■ Problem description
Reproduce the lines below with every occurrence of "compact SVG path data" changed to "concise SVG path data", keeping everything else the same.

■ Excerpted records

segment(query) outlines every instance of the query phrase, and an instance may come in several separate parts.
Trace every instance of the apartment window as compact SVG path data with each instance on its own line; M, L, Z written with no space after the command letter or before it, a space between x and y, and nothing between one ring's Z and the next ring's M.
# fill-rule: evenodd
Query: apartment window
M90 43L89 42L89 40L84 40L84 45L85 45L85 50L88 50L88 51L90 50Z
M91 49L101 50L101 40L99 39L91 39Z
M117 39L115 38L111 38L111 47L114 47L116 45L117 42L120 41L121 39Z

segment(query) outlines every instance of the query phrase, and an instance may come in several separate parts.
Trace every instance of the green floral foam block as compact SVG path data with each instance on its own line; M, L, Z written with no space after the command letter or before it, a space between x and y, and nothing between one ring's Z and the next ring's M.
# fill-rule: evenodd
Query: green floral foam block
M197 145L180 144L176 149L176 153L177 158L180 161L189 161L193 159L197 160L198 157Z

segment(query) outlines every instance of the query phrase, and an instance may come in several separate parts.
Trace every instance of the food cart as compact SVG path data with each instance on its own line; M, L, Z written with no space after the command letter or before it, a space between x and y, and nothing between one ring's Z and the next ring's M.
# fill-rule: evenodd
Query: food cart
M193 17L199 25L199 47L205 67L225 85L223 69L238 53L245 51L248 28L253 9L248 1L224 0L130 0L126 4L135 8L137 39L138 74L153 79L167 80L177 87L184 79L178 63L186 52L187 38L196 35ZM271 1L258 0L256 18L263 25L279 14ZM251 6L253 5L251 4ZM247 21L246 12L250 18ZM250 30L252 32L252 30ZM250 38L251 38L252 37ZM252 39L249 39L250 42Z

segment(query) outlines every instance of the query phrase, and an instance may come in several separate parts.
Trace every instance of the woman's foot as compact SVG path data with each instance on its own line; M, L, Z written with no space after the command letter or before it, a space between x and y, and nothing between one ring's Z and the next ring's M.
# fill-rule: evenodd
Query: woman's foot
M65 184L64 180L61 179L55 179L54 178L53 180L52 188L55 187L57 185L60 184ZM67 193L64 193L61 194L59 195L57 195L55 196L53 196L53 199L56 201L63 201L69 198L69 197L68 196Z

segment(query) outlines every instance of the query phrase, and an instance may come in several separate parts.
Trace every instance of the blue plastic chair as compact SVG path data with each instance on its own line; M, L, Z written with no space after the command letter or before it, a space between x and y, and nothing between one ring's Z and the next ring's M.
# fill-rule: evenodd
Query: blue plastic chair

■ The answer
segment(query) outlines every instance of the query phrase, and an instance may come in several separate parts.
Trace every instance of the apartment window as concise SVG path data with each instance on its own line; M, L, Z written with no space after the command letter or before it, a space between x and y, and nothing between one ring's Z and the next ring's M.
# fill-rule: evenodd
Query: apartment window
M90 43L89 42L89 40L84 40L84 45L85 45L85 50L88 50L88 51L90 50Z
M91 49L101 50L101 40L99 39L91 39Z
M117 39L115 38L111 38L111 47L114 47L116 45L117 42L120 41L121 39Z

segment(query) outlines every instance of the query phrase, and an instance may come in several separate parts.
Trace every instance of the green floral foam block as concise SVG path data with each instance on its own line; M, L, Z written with no space after the command letter or before it, a space between x and y, and nothing between one ring's Z and the next ring's M.
# fill-rule: evenodd
Query: green floral foam block
M197 145L180 144L176 149L176 153L177 158L180 161L189 161L193 159L197 160L198 157Z

segment(query) outlines every instance of the query phrase, and an instance may come in several separate parts.
Trace every instance of the food cart as concise SVG path data with each instance on its own line; M, L, Z written with no space after the command letter or before it, a space between x and y, and nothing between one ring's Z and the next ring's M.
# fill-rule: evenodd
Query: food cart
M193 17L199 25L199 47L205 67L225 85L223 69L238 53L245 51L248 28L253 9L248 1L224 0L130 0L126 4L135 8L137 39L138 74L153 79L167 80L177 87L184 79L178 63L186 52L187 38L196 35ZM271 1L258 0L256 18L263 25L279 14ZM251 6L253 5L251 4ZM247 21L246 12L250 18ZM250 30L252 32L252 30ZM250 38L251 38L252 37ZM252 39L249 39L250 42Z

segment(query) outlines every instance of the query phrase, and an instance may come in several separate parts.
Trace every instance of the woman's foot as concise SVG path data with each instance on its own line; M, L, Z written with no space after the command letter or before it, a space between x and y, and nothing between one ring's Z and the next ring's M.
# fill-rule: evenodd
Query: woman's foot
M65 184L64 180L61 179L55 179L54 178L53 180L52 188L55 187L57 185L60 184ZM67 193L64 193L61 194L59 195L57 195L55 196L53 196L53 199L56 201L63 201L69 198L69 197L68 196Z

segment(query) outlines every instance of the query phrase, and an instance may come in several separate parts.
Trace every instance of the blue plastic chair as concise SVG path data with each instance on its own line; M, L, Z written with no space after the command letter or before it, a space between x and y, and nothing between one ring's Z and the next ring's M.
# fill-rule: evenodd
Query: blue plastic chair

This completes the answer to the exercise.